(TRECHO ORIGINAL):
O Federal Open Market Committee (Fomc) é o equivalente americano do Copom, e se reúne periodicamente para analisar as condições da economia e definir a estratégia para os juros americanos. Na reunião do fim de abril, todos sabiam qual seria a decisão: as taxas americanas seguiriam entre zero e 0,25% ao ano. A curiosidade era com a Ata do Fomc, que foi divulgada na quarta-feira (19). Apesar de todas as declarações no sentido de que os juros permaneceriam baixos e que os estímulos à economia seguiriam intocados, o Federal Reserve iria aceitar que a inflação subisse aos maiores níveis desde o início do milênio?

(ITENS EXTRAÍDOS):

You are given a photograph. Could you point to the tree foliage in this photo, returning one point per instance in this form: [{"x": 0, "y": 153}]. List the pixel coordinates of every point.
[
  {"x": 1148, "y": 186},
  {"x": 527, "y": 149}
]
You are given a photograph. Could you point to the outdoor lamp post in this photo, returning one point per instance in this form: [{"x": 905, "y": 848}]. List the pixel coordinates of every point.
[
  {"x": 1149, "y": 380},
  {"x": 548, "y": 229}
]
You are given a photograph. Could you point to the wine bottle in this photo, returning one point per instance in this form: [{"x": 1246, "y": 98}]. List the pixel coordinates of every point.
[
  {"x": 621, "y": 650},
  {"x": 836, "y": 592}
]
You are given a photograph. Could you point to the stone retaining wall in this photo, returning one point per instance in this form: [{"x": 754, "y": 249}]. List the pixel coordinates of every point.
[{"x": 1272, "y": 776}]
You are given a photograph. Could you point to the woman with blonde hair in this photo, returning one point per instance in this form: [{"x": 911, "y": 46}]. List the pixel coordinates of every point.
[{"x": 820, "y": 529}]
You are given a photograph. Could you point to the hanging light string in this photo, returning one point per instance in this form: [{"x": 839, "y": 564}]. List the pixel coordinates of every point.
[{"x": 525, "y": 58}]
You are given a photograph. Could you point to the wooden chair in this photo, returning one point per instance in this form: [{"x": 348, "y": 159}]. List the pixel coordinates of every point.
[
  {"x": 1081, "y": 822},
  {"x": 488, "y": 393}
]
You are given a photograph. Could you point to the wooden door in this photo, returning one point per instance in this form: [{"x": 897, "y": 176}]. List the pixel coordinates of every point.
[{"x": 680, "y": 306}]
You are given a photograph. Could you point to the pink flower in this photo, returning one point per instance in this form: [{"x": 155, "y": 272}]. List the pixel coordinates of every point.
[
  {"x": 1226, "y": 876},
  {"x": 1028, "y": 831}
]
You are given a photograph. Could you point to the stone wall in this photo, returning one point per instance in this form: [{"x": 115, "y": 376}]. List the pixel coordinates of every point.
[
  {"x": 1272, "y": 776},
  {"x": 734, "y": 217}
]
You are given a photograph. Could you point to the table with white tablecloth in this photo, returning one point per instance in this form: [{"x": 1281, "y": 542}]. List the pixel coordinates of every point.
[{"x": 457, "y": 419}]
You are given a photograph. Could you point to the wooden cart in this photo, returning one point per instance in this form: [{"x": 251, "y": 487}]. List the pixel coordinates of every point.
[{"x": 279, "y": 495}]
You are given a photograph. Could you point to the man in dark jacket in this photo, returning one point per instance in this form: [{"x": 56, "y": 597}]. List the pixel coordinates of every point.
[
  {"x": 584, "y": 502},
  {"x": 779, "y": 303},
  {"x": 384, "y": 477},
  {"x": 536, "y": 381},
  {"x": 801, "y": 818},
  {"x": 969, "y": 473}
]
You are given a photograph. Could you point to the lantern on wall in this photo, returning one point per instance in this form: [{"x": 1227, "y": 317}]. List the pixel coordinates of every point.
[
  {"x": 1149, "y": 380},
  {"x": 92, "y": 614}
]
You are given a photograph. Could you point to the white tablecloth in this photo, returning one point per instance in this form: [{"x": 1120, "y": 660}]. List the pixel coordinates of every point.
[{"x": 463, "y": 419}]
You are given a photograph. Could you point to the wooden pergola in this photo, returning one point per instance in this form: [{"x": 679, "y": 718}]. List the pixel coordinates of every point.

(LISTA DE TAREFAS):
[A] Resuma em duas frases o texto sobre a ata do Fomc.
[B] Responda às perguntas abaixo com base no texto sobre a ata do Fomc:
(i) A que órgão brasileiro o Fomc equivale?
(ii) Em que faixa as taxas americanas seguiriam após a reunião do fim de abril?
(iii) Em que dia da semana a Ata do Fomc foi divulgada?
[C] Prossiga com o texto sobre a ata do Fomc a partir da pergunta que o encerra.
Os itens provêm de uma fonte diferente da do texto.

(SUAS RESPOSTAS):
[A] O Fomc, equivalente americano do Copom, manteve na reunião do fim de abril as taxas americanas entre zero e 0,25% ao ano, decisão que todos já conheciam. A curiosidade estava na Ata do Fomc, divulgada na quarta-feira (19), diante da dúvida sobre se o Federal Reserve aceitaria que a inflação subisse aos maiores níveis desde o início do milênio.

[B]
(i) Ao Copom.
(ii) Entre zero e 0,25% ao ano.
(iii) Na quarta-feira (19).

[C]
Os gráficos mostram que há justificativas para essa dúvida. Tanto a inflação para o consumidor quanto para o produtor dispararam em abril. E tudo indica que esse não foi um movimento isolado. “Vários indicadores mostram que a inflação americana vai demorar para arrefecer”, disse a economista-chefe da gestora de recursos Armor, Andrea Damico. Segundo a economista, há diversas pressões de aumento sobre os preços.

Começando pela mão de obra. Os indicadores mais recentes do mercado de trabalho mostram um descompasso entre a oferta e a demanda. A pesquisa Jolts, que indica o número de vagas em aberto, registrou a abertura de 597 mil postos de trabalho em abril, elevando o total para 8,1 milhões de vagas. Isso é o maior número de colocações desde que a pesquisa começou a ser divulgada, no início do ano 2000. No entanto, a criação de empregos não-agrícolas, indicador conhecido como non-farm payroll, decepcionou em abril. Foram contratados 266 mil americanos, muito abaixo dos 916 mil empregados em março, e menos de um terço da expectativa para o mês passado, que era de 978 mil contratações. Como explicar essa diferença? Simples: devido aos programas de ajuda do governo, muitos americanos, especialmente os menos qualificados, optaram por ficar em casa em vez de trabalhar.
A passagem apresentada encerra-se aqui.